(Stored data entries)
:::
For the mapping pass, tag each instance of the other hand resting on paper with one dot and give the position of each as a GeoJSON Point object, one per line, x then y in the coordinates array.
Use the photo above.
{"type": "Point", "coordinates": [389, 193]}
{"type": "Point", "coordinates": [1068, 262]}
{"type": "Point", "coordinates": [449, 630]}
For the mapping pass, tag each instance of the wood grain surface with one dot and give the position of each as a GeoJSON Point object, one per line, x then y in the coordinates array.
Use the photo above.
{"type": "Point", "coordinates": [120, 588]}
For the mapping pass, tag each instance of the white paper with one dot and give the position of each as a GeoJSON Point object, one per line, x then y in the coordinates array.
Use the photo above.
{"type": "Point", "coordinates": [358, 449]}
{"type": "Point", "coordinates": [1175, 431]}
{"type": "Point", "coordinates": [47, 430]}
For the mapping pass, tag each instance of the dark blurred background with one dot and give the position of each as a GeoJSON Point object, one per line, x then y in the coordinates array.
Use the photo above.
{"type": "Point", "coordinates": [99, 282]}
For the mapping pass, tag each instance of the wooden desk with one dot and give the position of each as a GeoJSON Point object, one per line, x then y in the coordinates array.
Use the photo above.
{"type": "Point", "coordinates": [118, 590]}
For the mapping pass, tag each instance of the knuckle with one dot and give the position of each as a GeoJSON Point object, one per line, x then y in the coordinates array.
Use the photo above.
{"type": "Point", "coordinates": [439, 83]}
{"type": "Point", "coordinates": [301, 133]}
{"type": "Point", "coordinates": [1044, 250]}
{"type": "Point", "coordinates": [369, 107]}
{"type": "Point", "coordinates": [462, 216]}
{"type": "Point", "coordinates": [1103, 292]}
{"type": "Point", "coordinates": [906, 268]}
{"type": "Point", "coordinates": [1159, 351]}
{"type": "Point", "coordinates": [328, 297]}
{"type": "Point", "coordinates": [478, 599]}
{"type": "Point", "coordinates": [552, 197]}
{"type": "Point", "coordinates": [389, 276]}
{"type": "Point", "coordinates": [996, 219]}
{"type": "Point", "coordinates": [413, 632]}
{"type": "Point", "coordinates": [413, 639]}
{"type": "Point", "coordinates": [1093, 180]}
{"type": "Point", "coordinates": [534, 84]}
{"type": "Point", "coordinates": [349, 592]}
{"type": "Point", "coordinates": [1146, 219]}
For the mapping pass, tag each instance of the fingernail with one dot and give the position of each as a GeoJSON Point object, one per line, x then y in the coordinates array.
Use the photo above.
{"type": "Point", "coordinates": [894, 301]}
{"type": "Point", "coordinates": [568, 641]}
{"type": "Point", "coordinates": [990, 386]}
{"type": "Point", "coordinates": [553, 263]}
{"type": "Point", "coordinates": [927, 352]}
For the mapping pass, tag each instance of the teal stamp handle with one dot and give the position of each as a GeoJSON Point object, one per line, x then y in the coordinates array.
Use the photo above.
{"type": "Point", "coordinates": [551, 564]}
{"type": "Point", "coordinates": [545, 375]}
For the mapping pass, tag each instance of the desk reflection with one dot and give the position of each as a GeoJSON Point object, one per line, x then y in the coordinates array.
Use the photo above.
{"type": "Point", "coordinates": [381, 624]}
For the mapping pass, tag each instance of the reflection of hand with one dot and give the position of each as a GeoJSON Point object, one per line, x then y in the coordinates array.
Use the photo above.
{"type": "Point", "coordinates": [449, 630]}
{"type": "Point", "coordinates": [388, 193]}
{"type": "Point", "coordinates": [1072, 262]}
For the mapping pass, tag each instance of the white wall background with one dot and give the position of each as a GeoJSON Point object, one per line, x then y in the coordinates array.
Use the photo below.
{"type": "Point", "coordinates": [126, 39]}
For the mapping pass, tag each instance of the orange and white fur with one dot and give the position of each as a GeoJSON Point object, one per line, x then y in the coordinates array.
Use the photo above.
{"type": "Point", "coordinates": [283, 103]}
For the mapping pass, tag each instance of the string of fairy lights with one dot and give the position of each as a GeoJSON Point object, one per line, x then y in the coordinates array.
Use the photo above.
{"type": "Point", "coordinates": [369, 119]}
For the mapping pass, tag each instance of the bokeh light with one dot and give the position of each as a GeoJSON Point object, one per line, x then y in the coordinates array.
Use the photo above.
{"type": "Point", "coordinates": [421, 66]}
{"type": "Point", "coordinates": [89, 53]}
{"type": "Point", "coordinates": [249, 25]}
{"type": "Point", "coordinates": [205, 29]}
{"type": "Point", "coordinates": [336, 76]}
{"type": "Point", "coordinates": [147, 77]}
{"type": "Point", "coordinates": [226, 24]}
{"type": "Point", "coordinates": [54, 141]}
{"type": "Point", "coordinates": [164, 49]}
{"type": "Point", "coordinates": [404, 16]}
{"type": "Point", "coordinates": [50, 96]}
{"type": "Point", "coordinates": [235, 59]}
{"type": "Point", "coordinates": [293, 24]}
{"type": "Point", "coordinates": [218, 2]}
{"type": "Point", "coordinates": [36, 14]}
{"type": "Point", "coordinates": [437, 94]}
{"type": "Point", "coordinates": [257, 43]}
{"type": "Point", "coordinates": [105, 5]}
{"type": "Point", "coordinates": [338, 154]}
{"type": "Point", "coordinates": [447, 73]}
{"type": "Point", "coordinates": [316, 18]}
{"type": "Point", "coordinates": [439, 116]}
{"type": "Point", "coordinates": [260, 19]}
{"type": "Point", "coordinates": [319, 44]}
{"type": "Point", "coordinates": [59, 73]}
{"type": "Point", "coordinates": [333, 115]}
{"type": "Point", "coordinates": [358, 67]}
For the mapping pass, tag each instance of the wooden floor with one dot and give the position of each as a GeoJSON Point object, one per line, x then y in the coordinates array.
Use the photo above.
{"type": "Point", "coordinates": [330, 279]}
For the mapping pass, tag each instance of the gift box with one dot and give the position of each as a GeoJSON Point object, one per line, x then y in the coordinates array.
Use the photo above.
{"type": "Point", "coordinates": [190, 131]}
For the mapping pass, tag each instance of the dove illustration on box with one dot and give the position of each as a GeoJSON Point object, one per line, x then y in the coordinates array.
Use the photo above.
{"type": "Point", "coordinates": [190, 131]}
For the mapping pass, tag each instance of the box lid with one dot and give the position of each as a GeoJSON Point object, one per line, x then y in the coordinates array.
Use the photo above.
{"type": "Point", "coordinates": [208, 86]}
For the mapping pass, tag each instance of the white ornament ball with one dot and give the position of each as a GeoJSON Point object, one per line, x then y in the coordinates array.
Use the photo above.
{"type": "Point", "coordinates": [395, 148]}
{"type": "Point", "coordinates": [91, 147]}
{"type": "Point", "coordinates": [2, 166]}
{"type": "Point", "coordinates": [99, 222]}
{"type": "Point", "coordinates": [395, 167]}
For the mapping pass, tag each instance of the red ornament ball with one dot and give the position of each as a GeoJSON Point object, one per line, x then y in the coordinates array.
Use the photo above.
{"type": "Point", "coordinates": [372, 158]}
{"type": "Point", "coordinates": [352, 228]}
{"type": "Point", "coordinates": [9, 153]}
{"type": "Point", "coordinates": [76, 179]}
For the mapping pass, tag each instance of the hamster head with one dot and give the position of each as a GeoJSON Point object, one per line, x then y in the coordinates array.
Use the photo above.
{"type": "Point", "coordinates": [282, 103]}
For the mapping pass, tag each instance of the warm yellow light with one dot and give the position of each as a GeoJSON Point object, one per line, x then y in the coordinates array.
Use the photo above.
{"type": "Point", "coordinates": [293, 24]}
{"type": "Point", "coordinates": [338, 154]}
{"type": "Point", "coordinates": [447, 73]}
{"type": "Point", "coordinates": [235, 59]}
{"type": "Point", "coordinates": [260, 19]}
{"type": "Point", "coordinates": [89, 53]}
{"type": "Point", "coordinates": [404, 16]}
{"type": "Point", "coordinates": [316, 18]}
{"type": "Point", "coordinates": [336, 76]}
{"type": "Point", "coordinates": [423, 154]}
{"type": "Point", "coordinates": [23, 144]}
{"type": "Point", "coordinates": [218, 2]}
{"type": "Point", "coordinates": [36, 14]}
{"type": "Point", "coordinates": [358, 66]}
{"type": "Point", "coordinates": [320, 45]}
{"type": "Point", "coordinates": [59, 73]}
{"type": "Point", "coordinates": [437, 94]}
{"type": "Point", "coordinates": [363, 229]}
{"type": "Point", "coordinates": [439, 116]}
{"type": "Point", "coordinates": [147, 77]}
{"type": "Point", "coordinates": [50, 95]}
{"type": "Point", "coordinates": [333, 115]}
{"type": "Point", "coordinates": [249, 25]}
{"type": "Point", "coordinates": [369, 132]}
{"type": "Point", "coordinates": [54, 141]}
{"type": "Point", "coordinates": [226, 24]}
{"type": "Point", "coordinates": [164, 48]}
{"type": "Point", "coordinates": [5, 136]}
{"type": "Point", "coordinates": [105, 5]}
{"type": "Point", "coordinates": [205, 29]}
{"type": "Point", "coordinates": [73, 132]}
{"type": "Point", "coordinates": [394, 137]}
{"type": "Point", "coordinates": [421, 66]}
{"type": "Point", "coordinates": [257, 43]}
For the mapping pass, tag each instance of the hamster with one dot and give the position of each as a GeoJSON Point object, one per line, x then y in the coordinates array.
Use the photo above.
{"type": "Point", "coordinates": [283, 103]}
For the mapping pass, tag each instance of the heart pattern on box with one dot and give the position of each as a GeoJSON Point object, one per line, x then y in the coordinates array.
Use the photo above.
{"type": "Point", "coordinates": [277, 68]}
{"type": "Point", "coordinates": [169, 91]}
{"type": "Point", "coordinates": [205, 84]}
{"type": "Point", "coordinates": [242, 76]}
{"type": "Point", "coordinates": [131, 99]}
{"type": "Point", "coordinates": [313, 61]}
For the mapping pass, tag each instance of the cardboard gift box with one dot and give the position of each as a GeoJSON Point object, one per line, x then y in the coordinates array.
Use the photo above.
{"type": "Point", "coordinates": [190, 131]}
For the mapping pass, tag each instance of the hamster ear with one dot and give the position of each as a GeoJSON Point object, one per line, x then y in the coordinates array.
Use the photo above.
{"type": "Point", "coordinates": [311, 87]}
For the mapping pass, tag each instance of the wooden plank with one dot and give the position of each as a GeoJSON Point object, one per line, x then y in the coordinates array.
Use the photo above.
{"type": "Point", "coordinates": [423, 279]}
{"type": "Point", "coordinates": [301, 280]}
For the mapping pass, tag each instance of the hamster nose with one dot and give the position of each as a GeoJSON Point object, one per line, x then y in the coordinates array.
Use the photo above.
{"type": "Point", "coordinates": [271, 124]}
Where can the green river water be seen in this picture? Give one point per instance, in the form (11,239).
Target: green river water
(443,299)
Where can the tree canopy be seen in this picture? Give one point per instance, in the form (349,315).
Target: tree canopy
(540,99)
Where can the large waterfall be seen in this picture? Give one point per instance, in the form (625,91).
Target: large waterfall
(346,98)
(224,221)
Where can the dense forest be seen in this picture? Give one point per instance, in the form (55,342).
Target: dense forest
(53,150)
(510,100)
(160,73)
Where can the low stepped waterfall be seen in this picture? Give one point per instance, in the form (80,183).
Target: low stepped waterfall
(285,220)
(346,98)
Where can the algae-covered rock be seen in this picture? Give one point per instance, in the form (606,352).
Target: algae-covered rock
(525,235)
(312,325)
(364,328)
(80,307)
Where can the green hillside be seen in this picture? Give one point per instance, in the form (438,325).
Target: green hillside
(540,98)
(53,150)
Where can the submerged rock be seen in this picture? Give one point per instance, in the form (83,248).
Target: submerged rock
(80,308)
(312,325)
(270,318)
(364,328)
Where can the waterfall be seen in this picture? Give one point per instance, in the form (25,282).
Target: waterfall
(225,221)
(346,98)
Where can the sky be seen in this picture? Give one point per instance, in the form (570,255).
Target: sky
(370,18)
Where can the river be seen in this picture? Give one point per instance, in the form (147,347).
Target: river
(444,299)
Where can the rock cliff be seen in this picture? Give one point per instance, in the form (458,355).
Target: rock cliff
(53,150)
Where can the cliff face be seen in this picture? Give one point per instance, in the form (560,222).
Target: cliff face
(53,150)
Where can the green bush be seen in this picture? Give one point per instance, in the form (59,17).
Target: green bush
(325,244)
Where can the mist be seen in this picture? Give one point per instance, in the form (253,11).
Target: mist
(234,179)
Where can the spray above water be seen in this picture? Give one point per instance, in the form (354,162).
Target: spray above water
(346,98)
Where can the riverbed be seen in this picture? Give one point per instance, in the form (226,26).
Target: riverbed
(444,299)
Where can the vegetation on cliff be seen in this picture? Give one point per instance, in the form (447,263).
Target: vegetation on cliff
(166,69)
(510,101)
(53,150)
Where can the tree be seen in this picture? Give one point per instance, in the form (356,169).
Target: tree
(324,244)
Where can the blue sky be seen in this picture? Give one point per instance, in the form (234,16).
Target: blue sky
:::
**AIM OF THE TASK**
Your reply is to repeat, unchanged, the lines above running from the one with "Where can the mist" up to and including the one with "Where can the riverbed".

**SOLUTION FOR THIS EXERCISE**
Where can the mist be seen in this picture? Give one point per instance, in the form (253,11).
Target: mist
(234,179)
Where can the spray above water be seen in this picture? Give one point per instance, in the form (354,162).
Target: spray above water
(346,98)
Where can the riverbed be seen in this picture? Give one point per instance, in the form (226,26).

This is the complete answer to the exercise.